TEXT BLOCK =
-*-

Here is what Matt Jackson-McCabe wrote in his book
"Jewish Christianity Reconsidered"
Fortress Press, Minneapolis, 2007, on page 12:
Quote:
Thus when one sees reports from subsequent centuries about ethnically Jewish communities, such as the Ebionites and Nazarenes, who combined interest in Jesus with traditional Jewish practices, their historical connection to the Jerusalem community is not immediately obvious.
In my opinion, without data to support that opinion, Christianity did not commence until after the third Jewish-Roman conflict, i.e. 135. So, I disagree with Mr. Tomkins' fundamental premise supporting the notion of an historical Jesus.

I did find some parts of his article very intriguing:
Quote:
The Ebionite gospel seems to have been a modified compilation of the familiar gospels of Matthew, Mark and Luke, ignoring the later John, with its more elevated and mystical ideas of who Jesus was. They also rejected all the writings of Paul from their New Testament,...

-*-

INSTRUCTION 1 = Copy the post about the Ebionites between "Fortress Press, Minneapolis, 2007, on" and "their New Testament,...", inclusive.
INSTRUCTION 2 =
Answer these from the post about the Ebionites:
(a) Which publisher issued "Jewish Christianity Reconsidered"?
(b) After which year does the writer believe Christianity began?
(c) Which gospel did the Ebionite gospel ignore?
INSTRUCTION 3 = Write the next part of the post about the Ebionites, picking up from its last words.

-*-

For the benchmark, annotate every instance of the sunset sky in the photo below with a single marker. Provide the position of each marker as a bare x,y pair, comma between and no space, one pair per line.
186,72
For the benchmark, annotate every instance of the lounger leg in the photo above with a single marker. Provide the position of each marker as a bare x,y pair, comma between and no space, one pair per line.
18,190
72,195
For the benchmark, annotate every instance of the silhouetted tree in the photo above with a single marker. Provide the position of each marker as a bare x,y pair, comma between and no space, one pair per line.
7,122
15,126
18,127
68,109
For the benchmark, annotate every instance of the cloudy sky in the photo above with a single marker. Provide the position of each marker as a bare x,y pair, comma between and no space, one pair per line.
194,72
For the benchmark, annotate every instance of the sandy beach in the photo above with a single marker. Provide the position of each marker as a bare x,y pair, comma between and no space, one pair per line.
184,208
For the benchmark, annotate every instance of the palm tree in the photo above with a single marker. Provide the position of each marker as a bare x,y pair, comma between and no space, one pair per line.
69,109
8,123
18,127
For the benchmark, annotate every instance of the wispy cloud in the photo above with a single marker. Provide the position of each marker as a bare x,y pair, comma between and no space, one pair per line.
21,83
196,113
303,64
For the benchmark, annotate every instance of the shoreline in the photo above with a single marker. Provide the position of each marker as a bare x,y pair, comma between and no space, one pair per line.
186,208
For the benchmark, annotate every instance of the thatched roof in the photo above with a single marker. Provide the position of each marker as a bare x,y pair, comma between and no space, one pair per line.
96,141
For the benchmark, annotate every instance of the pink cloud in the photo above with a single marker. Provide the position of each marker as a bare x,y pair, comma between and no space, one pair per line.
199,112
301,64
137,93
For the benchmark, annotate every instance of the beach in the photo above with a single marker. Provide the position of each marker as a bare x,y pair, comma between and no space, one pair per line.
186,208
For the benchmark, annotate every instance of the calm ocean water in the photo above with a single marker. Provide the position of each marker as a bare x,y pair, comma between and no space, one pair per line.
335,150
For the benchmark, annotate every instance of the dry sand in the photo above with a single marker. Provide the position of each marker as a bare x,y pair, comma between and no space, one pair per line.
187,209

-*-

TASK RESULT 1 =
Fortress Press, Minneapolis, 2007, on page 12:
Quote:
Thus when one sees reports from subsequent centuries about ethnically Jewish communities, such as the Ebionites and Nazarenes, who combined interest in Jesus with traditional Jewish practices, their historical connection to the Jerusalem community is not immediately obvious.
In my opinion, without data to support that opinion, Christianity did not commence until after the third Jewish-Roman conflict, i.e. 135. So, I disagree with Mr. Tomkins' fundamental premise supporting the notion of an historical Jesus.

I did find some parts of his article very intriguing:
Quote:
The Ebionite gospel seems to have been a modified compilation of the familiar gospels of Matthew, Mark and Luke, ignoring the later John, with its more elevated and mystical ideas of who Jesus was. They also rejected all the writings of Paul from their New Testament,...

TASK RESULT 2 =
(a) Fortress Press
(b) 135
(c) John

TASK RESULT 3 =
and then there is this quote, which I like very much:

Quote:
The Ebionites were vegetarians, and believed that Jesus was too. In one of the very few fragments of their gospel to have survived, John the Baptist, instead of eating locusts and wild honey, eats cakes and honey. A subtle difference in Greek (locust akris, cake enkris), ...
So, now we have a real topic, with a real dispute:
Did the original Greek, i.e. the ink drying on any one of the original documents of Mark, Matthew, or Luke, read akris or enkris?

Since the entire fable was, in my view, a myth, why not include eating locusts, as seems to me, at least, far more befitting of a romance/tragedy/travelogue, about the region of the Decapolis and the land beyond, further East, than eating cakes, which implies growing wheat, (i.e. need for access to water for irrigation, not so easy to find in the desert), harvesting wheat, (not easily accomplished in a period of strife and warfare), grinding wheat (source of energy), and then baking the ingredients, which further implies having a domicile, not the lifestyle of a penniless itinerant, as John the Baptist is often presented....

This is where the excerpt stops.